**TASK DIRECTIONS**
The answer is to be the lines below that lie between the line holding "Target: championship banner" and the line holding "Target: cliff face", inclusive, transcribed exactly and free of pictures.

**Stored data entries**
Start of Block
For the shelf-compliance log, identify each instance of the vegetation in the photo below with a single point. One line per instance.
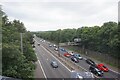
(15, 63)
(104, 39)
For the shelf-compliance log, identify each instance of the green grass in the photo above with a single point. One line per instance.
(96, 58)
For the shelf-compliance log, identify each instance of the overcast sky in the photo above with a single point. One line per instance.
(44, 15)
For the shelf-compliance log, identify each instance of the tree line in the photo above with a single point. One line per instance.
(15, 63)
(104, 39)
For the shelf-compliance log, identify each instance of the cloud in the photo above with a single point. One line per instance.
(41, 15)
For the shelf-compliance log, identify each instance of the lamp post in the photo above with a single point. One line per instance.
(21, 42)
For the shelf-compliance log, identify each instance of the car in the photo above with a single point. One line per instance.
(66, 54)
(71, 53)
(38, 44)
(102, 67)
(62, 49)
(54, 45)
(90, 62)
(96, 71)
(74, 59)
(56, 49)
(33, 46)
(54, 64)
(50, 45)
(78, 56)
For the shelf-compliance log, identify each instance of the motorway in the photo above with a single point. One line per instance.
(45, 58)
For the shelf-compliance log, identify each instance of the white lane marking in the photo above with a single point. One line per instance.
(56, 58)
(41, 67)
(62, 63)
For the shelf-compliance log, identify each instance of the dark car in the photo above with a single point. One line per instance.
(96, 71)
(90, 62)
(54, 64)
(62, 49)
(50, 45)
(74, 59)
(78, 56)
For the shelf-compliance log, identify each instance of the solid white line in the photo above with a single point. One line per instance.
(41, 67)
(56, 58)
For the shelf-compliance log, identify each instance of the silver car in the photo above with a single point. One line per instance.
(54, 64)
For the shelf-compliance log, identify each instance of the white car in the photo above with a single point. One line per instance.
(71, 53)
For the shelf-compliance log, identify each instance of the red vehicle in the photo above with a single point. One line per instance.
(67, 54)
(102, 67)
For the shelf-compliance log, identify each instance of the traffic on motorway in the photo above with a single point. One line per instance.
(98, 69)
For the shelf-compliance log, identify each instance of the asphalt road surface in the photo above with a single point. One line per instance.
(45, 58)
(64, 72)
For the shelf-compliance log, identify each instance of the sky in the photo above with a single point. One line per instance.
(45, 15)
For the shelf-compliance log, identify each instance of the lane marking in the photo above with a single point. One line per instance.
(55, 58)
(41, 67)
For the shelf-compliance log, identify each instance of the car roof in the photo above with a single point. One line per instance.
(101, 64)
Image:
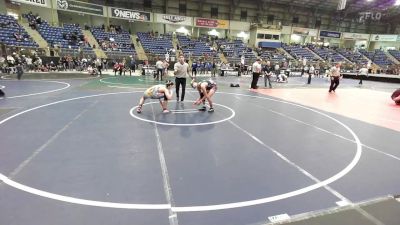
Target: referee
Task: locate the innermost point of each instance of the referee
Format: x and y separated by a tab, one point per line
256	73
335	77
181	72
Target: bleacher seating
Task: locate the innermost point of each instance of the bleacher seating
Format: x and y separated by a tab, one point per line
233	51
327	54
61	37
395	54
116	45
299	52
272	56
158	46
378	57
195	48
9	27
354	57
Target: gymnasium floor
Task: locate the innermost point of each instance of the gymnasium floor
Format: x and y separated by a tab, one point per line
73	151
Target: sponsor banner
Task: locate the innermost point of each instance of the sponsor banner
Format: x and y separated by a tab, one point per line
173	19
239	25
330	34
356	36
383	37
286	29
305	31
128	14
80	7
41	3
211	23
369	16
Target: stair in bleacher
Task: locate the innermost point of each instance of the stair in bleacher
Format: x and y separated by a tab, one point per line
378	57
327	54
9	28
222	58
139	49
315	54
116	44
35	35
155	46
175	44
93	42
285	53
234	51
68	38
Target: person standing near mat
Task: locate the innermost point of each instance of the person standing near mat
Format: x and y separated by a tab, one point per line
267	74
256	73
181	72
206	89
160	91
335	77
396	96
363	72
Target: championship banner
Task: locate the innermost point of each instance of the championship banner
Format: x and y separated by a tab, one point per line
80	7
305	31
383	37
173	19
355	36
128	14
210	23
41	3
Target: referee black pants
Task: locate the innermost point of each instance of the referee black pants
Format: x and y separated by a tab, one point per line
255	80
178	83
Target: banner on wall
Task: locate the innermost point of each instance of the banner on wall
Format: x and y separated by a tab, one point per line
128	14
211	23
174	19
286	29
305	31
355	36
330	34
41	3
383	37
80	7
239	25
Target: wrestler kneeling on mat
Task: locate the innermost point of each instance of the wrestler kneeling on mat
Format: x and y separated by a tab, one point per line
161	91
206	90
396	96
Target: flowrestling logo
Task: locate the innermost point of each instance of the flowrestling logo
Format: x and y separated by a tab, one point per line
62	4
130	14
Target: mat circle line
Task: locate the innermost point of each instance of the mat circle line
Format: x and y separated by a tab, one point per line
232	205
67	85
132	113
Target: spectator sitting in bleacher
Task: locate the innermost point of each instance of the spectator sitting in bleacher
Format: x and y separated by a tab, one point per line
52	66
18	36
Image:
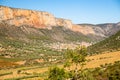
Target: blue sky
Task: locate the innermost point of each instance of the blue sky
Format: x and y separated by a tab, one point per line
79	11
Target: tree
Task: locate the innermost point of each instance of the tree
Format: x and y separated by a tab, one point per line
56	73
76	57
72	57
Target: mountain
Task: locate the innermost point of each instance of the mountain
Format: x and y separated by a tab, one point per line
111	43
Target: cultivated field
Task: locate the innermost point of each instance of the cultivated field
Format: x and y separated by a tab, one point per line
37	73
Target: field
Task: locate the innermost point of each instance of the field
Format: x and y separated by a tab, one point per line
39	73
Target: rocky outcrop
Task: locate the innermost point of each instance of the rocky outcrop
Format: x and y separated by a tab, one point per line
38	19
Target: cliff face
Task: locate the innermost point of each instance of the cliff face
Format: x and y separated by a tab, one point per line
19	17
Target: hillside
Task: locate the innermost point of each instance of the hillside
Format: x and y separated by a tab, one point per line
108	45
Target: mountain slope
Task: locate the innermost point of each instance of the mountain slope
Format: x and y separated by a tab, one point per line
110	44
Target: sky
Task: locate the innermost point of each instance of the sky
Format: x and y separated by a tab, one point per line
79	11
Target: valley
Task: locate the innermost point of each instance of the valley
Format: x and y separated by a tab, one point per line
31	42
93	62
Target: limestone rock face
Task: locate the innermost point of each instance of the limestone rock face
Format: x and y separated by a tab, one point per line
19	17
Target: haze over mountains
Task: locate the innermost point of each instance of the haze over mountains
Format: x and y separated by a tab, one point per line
23	24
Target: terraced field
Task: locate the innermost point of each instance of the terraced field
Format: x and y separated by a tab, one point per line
39	73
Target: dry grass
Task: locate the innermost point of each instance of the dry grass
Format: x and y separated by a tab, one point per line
93	61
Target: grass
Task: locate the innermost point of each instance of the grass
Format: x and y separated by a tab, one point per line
94	61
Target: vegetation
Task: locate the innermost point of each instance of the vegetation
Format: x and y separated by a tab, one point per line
110	44
72	57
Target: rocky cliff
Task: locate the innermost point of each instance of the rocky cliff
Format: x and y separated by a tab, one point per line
38	19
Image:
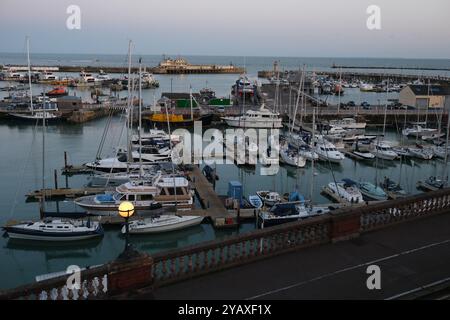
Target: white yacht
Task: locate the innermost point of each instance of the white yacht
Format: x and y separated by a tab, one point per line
269	198
162	223
55	230
418	131
47	76
144	196
347	190
262	118
328	152
348	123
382	150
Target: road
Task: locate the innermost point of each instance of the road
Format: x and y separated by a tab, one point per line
410	255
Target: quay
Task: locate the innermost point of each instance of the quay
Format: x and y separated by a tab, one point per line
324	257
168	66
65	192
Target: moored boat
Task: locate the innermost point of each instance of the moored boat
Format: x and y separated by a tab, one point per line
55	230
162	223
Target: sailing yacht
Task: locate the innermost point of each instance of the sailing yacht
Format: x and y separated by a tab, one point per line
418	131
145	195
328	152
162	223
262	118
384	151
55	230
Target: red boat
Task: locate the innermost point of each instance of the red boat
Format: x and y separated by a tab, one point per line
57	92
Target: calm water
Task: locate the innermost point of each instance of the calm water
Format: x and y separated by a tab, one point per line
21	169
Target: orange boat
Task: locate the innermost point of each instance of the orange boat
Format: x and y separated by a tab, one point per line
57	92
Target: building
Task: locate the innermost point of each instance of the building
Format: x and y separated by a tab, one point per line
425	96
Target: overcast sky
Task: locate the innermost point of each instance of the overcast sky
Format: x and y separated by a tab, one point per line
322	28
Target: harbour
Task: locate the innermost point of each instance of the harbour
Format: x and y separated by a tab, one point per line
72	144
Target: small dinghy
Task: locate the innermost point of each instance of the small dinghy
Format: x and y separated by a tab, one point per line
393	189
269	198
372	192
255	201
55	230
162	223
291	157
432	183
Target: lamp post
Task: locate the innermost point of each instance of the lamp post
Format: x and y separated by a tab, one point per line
126	210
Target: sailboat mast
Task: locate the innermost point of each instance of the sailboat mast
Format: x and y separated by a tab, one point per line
29	74
43	152
129	104
385	108
312	158
140	118
190	98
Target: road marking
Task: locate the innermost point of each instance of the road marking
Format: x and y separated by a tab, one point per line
419	288
298	284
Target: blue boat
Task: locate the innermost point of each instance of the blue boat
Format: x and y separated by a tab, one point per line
255	201
372	192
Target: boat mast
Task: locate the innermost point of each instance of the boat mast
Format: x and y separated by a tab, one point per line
298	99
446	148
129	157
140	119
385	109
43	154
190	98
29	74
312	158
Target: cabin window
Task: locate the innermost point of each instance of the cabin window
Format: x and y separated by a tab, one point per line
146	197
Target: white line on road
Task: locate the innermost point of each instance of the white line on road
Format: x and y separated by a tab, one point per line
298	284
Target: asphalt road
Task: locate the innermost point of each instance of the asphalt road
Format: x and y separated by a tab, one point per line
410	255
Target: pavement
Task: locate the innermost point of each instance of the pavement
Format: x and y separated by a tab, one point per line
410	255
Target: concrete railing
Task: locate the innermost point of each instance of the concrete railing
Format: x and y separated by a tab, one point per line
142	274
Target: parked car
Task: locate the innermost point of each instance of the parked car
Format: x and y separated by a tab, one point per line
365	105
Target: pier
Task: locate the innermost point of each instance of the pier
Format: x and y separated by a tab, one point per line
310	256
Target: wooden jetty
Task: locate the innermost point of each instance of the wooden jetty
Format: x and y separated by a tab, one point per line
65	192
209	199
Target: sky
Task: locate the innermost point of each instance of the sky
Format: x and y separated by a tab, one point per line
289	28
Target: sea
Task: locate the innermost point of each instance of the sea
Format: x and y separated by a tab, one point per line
21	161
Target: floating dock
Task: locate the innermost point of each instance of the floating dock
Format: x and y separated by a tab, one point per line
65	192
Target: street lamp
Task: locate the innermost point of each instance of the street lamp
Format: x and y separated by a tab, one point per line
126	210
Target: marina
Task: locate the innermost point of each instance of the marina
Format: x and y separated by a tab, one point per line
225	197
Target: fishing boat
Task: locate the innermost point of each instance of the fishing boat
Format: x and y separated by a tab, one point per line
261	118
328	152
291	157
421	152
307	152
118	178
402	151
57	92
418	131
35	116
393	189
162	191
255	201
441	151
348	124
346	190
383	150
243	88
55	230
432	183
178	120
161	224
372	192
288	212
269	198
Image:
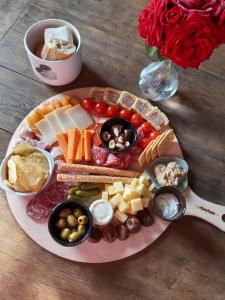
End of Block
**WRITTEN RESPONSE**
Target: championship banner
Task: locate the innermost point of each instance of the championship banner
Format: x and y separated by a tab, one point per line
80	7
305	31
383	37
173	19
355	36
128	14
210	23
41	3
Target: referee black pants
Task: locate the innermost point of each instance of the referee black pants
Format: x and y separated by a tab, one point per line
255	80
178	83
Target: banner on wall
Task: locate the innermost point of each instance of the banner on wall
Format: x and y separated by a tab, one point per line
128	14
211	23
174	19
286	29
305	31
355	36
330	34
41	3
383	37
80	7
239	25
Target: wrestler kneeling on mat
Task: locate the innermost point of each instance of the wrestler kneeling on mat
Format: x and y separated by a tab, one point per line
161	91
206	90
396	96
Target: flowrestling logo
Task: locate the innermost point of each instance of the flowrestling logo
Format: x and y separated by a tab, one point per line
62	4
130	14
Target: mat circle line
Task: locate the innermost point of each instance of the mat circle line
Format: x and y separated by a tab, one point per line
232	205
67	85
132	113
Target: spectator sitting in bleacher
Task: locate the innermost point of each instance of the spectator sitting in bleacher
Format: x and y separated by a tab, one point per line
52	66
18	36
Image:
Target: blue sky
Task: locate the innermost point of each instance of the blue sky
Format: x and y separated by a tab, one point per line
79	11
Target: tree
Task: locate the innermost point of each instance of the tree
Format: x and y separated by a tab, one point per line
56	73
76	57
72	57
Target: mountain
Task: locate the innermost point of each instance of the mountain
Format: x and y separated by a tab, one point per line
111	43
Target: cultivated field
Task: locate the innermost point of each instance of the cultivated field
Format: x and y separated by a tab, one point per line
37	73
Target: field
Task: locate the innermost point of each instance of the field
Format: x and y separated by a tab, one point per line
39	73
Target: rocky outcrop
Task: locate the innermost point of each instance of the rocky outcrop
Format: x and y separated by a tab, one point per line
38	19
Target: cliff face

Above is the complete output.